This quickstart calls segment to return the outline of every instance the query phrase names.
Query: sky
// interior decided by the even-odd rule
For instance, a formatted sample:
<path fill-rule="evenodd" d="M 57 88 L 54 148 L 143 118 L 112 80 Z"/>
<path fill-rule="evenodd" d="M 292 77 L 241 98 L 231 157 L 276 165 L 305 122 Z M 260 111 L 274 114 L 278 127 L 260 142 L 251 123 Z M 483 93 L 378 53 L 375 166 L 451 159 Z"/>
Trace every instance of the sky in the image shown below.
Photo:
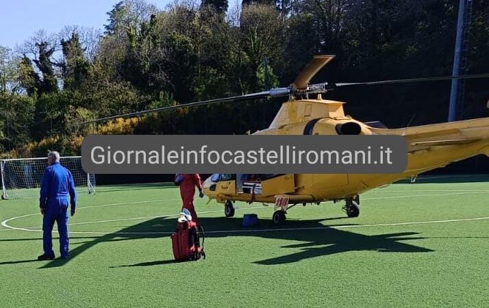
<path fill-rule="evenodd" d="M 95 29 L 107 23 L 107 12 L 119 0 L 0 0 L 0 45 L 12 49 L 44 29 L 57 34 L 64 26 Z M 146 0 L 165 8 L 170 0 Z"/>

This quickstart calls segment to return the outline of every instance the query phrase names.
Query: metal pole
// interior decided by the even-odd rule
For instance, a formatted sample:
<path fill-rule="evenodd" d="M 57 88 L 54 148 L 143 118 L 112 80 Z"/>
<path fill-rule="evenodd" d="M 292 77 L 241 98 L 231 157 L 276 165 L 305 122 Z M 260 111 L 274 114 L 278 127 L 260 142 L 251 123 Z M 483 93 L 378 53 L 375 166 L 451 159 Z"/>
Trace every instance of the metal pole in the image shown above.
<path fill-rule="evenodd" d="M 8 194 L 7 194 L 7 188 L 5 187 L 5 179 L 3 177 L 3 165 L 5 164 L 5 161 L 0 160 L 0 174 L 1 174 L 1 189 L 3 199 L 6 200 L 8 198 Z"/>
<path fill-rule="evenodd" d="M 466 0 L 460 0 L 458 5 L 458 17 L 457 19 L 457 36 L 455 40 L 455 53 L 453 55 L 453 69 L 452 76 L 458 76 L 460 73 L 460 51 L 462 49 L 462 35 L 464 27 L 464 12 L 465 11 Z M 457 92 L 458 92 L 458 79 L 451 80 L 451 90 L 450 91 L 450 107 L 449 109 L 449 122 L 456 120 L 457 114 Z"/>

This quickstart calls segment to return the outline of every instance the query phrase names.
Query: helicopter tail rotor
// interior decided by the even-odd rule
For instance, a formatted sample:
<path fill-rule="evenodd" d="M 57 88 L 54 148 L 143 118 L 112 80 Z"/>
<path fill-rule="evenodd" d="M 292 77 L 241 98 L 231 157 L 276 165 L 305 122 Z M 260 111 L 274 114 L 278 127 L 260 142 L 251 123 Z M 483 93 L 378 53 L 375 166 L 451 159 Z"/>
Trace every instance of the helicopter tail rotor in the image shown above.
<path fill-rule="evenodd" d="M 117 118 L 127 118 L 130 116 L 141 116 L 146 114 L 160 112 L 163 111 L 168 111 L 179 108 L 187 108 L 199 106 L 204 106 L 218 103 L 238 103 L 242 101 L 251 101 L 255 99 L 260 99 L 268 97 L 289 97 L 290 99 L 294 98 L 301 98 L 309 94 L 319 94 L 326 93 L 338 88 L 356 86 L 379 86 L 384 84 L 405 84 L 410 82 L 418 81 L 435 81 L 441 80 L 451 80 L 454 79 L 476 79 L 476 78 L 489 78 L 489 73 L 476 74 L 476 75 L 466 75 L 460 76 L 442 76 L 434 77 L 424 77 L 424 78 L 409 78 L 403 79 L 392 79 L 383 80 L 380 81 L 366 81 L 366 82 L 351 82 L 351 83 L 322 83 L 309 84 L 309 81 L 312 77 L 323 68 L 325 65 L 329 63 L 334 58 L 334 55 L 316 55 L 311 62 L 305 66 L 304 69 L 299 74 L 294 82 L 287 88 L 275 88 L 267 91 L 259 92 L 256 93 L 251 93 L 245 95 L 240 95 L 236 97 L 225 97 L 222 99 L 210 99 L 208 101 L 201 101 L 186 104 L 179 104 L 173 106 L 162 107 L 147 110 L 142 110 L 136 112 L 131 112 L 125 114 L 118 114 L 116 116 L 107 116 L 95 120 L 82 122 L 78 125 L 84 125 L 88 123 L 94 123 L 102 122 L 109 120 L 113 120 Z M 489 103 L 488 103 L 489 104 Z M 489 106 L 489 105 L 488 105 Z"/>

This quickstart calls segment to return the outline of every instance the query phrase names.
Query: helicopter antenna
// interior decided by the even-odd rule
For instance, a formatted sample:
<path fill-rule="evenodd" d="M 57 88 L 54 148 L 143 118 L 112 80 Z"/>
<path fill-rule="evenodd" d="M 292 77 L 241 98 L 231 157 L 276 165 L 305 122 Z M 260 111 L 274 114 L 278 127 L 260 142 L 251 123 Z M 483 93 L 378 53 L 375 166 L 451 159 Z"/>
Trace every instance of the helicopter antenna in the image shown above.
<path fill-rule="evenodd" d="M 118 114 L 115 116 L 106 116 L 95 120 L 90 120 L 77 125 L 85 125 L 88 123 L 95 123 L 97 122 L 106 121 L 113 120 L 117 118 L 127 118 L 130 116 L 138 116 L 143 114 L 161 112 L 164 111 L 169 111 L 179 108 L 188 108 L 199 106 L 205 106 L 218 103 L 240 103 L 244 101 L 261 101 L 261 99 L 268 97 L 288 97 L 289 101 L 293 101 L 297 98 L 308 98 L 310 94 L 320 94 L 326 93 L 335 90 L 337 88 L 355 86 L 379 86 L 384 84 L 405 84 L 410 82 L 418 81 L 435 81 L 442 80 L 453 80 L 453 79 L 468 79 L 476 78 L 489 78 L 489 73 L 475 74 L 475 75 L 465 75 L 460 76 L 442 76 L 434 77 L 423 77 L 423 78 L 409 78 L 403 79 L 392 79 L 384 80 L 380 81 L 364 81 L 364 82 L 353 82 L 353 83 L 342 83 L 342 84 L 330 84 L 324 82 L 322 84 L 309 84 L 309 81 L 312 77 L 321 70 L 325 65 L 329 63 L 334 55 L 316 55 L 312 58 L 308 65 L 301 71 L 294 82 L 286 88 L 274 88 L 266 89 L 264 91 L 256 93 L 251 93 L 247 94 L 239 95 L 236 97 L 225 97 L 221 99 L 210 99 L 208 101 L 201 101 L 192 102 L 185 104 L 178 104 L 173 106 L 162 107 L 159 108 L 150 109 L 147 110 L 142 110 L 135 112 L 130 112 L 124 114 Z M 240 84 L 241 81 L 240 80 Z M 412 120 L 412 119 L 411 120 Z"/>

=-=-=

Instructions for the task: Identify every line of the records above that contains the string "shown", and copy each such line in full.

Correct output:
Trace every instance of the sky in the image shown below.
Trace every instance of the metal pole in the image shown above.
Trace every instance of the helicopter tail rotor in the image shown above.
Trace every instance of the helicopter antenna in the image shown above.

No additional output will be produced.